**About this exercise**
Word for word, restate the records that come next, omitting the images.

───── Excerpted records

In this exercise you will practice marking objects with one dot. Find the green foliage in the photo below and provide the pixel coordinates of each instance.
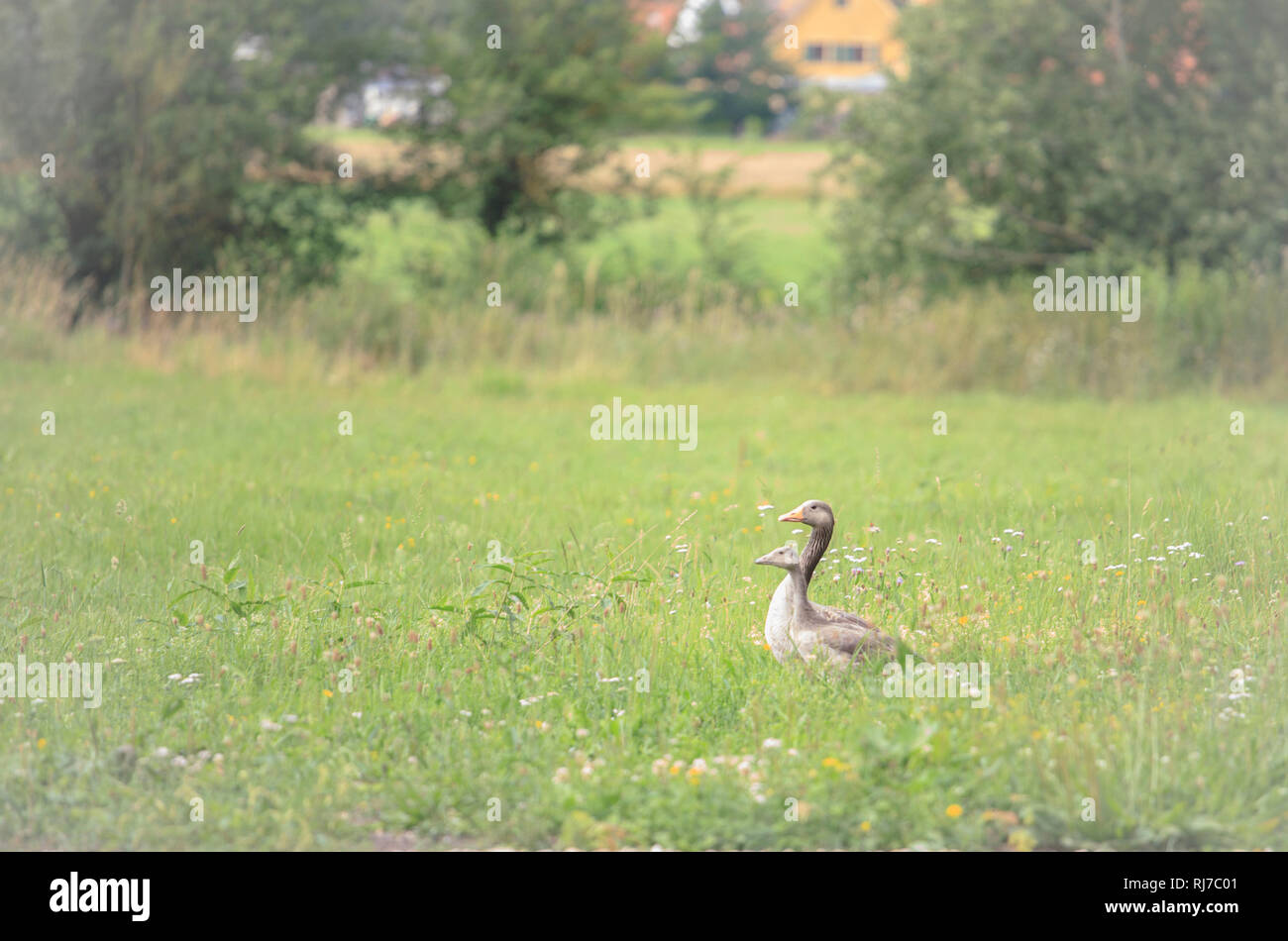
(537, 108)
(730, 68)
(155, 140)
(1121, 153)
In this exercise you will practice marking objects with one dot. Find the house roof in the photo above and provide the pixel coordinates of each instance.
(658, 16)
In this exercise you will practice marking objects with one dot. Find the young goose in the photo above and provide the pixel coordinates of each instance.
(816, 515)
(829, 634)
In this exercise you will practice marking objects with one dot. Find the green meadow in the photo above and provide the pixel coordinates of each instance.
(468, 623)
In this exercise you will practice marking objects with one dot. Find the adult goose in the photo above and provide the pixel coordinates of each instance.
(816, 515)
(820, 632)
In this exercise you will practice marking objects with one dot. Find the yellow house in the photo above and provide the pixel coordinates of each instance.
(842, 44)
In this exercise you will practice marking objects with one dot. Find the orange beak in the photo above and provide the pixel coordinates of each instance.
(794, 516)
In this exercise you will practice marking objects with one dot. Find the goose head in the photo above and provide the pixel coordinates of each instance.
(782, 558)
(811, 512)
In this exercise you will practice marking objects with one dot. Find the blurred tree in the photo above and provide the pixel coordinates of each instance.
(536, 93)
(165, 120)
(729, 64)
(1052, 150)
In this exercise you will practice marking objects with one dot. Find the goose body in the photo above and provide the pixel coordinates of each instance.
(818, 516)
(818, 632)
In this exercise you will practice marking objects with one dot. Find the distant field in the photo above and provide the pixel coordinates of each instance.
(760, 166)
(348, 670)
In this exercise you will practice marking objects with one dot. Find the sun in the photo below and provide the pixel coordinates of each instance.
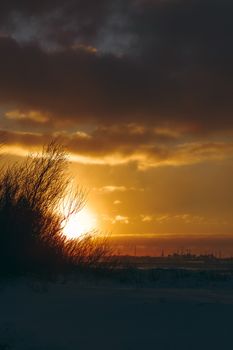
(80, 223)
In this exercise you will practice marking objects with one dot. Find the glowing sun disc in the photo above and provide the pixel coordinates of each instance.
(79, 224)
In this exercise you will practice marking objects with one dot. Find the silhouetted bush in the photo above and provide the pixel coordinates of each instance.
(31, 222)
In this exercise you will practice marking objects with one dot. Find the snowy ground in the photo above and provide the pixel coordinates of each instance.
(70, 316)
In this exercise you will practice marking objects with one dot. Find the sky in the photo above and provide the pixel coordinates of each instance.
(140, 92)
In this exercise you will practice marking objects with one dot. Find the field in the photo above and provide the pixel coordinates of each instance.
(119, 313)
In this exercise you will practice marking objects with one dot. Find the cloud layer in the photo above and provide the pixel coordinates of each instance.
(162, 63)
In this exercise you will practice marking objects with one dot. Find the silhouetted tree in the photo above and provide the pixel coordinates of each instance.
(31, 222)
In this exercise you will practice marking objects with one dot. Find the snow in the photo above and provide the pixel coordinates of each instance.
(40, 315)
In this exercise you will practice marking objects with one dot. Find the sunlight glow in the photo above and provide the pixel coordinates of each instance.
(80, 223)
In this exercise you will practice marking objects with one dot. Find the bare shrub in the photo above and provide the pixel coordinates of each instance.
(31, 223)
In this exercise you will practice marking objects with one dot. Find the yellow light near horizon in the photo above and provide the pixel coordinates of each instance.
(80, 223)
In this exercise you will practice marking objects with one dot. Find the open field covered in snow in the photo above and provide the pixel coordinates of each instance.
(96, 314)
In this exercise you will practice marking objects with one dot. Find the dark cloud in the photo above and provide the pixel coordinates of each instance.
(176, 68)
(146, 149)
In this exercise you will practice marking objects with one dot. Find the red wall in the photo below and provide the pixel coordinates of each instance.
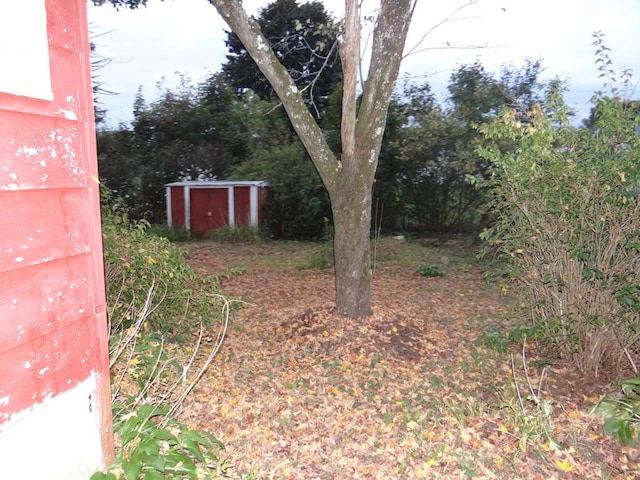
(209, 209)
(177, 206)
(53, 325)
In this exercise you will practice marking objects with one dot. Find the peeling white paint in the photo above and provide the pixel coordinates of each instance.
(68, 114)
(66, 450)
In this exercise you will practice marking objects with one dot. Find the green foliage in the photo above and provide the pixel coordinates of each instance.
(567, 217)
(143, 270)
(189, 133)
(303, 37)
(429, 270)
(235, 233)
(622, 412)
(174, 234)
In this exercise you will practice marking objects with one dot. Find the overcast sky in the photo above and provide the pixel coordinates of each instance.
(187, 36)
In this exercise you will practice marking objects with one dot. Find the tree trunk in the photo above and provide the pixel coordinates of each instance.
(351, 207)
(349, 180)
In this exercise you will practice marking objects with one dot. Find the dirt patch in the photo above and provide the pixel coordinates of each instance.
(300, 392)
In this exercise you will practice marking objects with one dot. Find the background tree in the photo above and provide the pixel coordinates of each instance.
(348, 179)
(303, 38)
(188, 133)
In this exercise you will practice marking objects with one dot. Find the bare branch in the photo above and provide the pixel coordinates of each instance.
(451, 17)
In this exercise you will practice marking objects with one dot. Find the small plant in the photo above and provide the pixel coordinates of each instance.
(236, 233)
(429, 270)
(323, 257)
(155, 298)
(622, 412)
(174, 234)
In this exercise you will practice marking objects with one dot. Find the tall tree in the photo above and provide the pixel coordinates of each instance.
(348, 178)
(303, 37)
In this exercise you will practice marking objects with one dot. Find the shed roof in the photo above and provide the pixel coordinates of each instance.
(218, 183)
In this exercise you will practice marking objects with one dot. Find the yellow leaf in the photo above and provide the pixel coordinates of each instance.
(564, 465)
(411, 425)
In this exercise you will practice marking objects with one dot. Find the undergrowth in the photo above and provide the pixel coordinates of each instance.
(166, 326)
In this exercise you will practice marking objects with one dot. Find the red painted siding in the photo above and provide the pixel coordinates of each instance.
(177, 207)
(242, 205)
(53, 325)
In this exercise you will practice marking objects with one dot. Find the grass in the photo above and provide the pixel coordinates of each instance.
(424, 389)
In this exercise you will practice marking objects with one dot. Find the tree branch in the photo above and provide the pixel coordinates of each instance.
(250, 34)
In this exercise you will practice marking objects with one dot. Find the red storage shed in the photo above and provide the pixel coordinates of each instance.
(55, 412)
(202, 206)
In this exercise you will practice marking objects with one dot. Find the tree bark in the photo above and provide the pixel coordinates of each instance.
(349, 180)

──────────

**The answer**
In this exercise you will practice marking objects with one dot. Find the green foliage in the photo below and provide the pixel coordinates of each instance.
(537, 108)
(730, 68)
(155, 140)
(1121, 153)
In this exercise you will practice marking objects with one dot. Find the house roof in the photo above and provide the pixel coordinates of each instance.
(658, 16)
In this exercise you will practice marking objects with one dot. Find the young goose in the photo above and provide the pixel coordinates of each instance.
(816, 515)
(829, 634)
In this exercise you will practice marking objects with one dot. Find the green meadow in the photo above and provide the pixel coordinates of each instance.
(468, 623)
In this exercise you will practice marking objects with one dot. Find the adult goose in the photo above and provide the pixel coordinates of each instance.
(816, 515)
(820, 632)
In this exercise you will practice marking objects with one dot. Find the yellow house in the photo above and provide the pixel coordinates of each instance.
(842, 44)
In this exercise you will practice marking objects with one dot. Find the orange beak in the photo above and provide the pixel coordinates of each instance.
(794, 516)
In this exercise you will practice marking objects with one dot. Find the goose head in the photo above and provide the pixel coordinates of each instance.
(782, 558)
(811, 512)
In this exercise you will practice marking objects with one dot. Find the blurred tree in the photo above and provide the pixel coordinates of each instance.
(536, 93)
(165, 120)
(729, 64)
(1052, 150)
In this exercise you will practice marking objects with one dot. Find the goose body in the photo above and provide the pixel coordinates of each instance.
(818, 516)
(818, 632)
In this exercise you will practice marking objects with one dot. Find the distant field in the photo above and provide the pixel coordinates of each instance.
(760, 166)
(348, 670)
In this exercise you will practice marking objects with one dot. Find the sun in the photo below and provide the pixel coordinates of each instance.
(80, 223)
In this exercise you will practice marking objects with one dot. Find the glowing sun disc in the photo above and provide the pixel coordinates of each instance.
(79, 224)
In this exercise you will practice marking objects with one dot. Find the silhouetted bush in the photo above and provide the pixel coordinates of each instance.
(31, 222)
In this exercise you will practice marking objects with one dot. Find the snowy ground in the photo above and provide the pixel coordinates of each instance.
(70, 316)
In this exercise you will practice marking objects with one dot. Find the sky in the photo above and provide the pixel coordinates of each instance.
(140, 92)
In this exercise you will practice marking objects with one dot. Find the field in the photo above and provide the pixel coordinates of each instance.
(119, 313)
In this exercise you will practice marking objects with one dot. Find the cloud layer in the photo above and provide the pixel coordinates of each instance.
(162, 63)
In this exercise you will practice marking objects with one dot. Find the silhouetted tree in the photo above and provide the pixel coordinates of each instance.
(31, 222)
In this exercise you will practice marking objects with one dot. Find the snow in the photo above and provide the pixel coordinates of each instance.
(40, 315)
In this exercise you will practice marking objects with one dot. Find the sunlight glow in the photo above and provide the pixel coordinates of each instance.
(80, 223)
In this exercise you will practice marking objects with one dot. Find the bare shrub in the photo above and provide the pixel coordinates of each instance.
(31, 223)
In this exercise you will practice marking objects with one dot. Find the yellow light near horizon in the photo above and provide the pixel coordinates of each instance.
(80, 223)
In this exercise you will practice marking objects with one dot. Find the open field covered in snow in the photo above and provide the pixel coordinates of each instance.
(96, 314)
In this exercise you will practice marking objects with one dot. Find the dark cloud in the photo above and provide the pixel coordinates of each instance.
(176, 68)
(146, 149)
In this exercise you will practice marking objects with one dot. Find the red wall in the photo below and provide the pixel coordinates of each instance.
(209, 209)
(177, 206)
(53, 325)
In this exercise you will practice marking objects with one dot. Find the peeling white paint in the photo above and provide the pixel coordinates of each instance.
(68, 114)
(66, 450)
In this exercise you will practice marking objects with one dot. Find the green foliage in the photo above and provide the pixel coordinates of each instance.
(567, 217)
(143, 270)
(189, 133)
(303, 37)
(429, 270)
(235, 233)
(622, 412)
(174, 234)
In this exercise you will practice marking objects with one dot. Find the overcast sky in the photo above and provide the pixel coordinates of each instance.
(187, 36)
In this exercise you will practice marking objects with one dot. Find the tree trunk in the photo above and provide the pixel coordinates of each instance.
(351, 207)
(349, 180)
In this exercise you will practice marking objects with one dot. Find the dirt patch in the photo above and provide the pixel coordinates of each instance.
(300, 392)
In this exercise you will practice marking objects with one dot. Find the background tree in the photo above and provide the pixel coordinates of each instance.
(348, 179)
(303, 38)
(188, 133)
In this exercise you will practice marking objects with one dot. Find the bare branch in the photo above and provide the pixel coordinates of each instance.
(451, 17)
In this exercise you will practice marking objects with one dot. Find the small plant in the photo above and provide the pixel coordinates of each instance.
(236, 233)
(429, 270)
(323, 257)
(155, 298)
(622, 412)
(174, 234)
In this exercise you will practice marking objects with one dot. Find the tall tree in the photo above and provide the pixel coordinates of each instance.
(348, 178)
(303, 37)
In this exercise you will practice marking objects with one dot. Find the shed roof in the photo above and provide the pixel coordinates of each instance.
(218, 183)
In this exercise you will practice marking objects with one dot. Find the yellow leaf in the photo above and provide the pixel coordinates of each instance.
(564, 465)
(411, 425)
In this exercise you will practice marking objects with one dot. Find the undergrowth in the photo above and provide the pixel coordinates of each instance.
(166, 326)
In this exercise you will practice marking objects with one dot. Find the red painted siding in the photo above and provide the pixel coordinates of each instance.
(177, 207)
(242, 205)
(53, 325)
In this exercise you will practice marking objects with one dot. Find the grass in the photo above and provide the pixel coordinates of each instance.
(424, 389)
In this exercise you will practice marking objects with one dot. Find the tree branch in the photo above and provide the pixel coordinates of each instance.
(250, 34)
In this exercise you will practice marking objects with one dot. Find the red storage shed in the photo above and provide the pixel coordinates of each instance.
(55, 412)
(202, 206)
In this exercise you will practice marking objects with one dot. Find the tree bark in the photo above and provide the pixel coordinates of each instance.
(349, 180)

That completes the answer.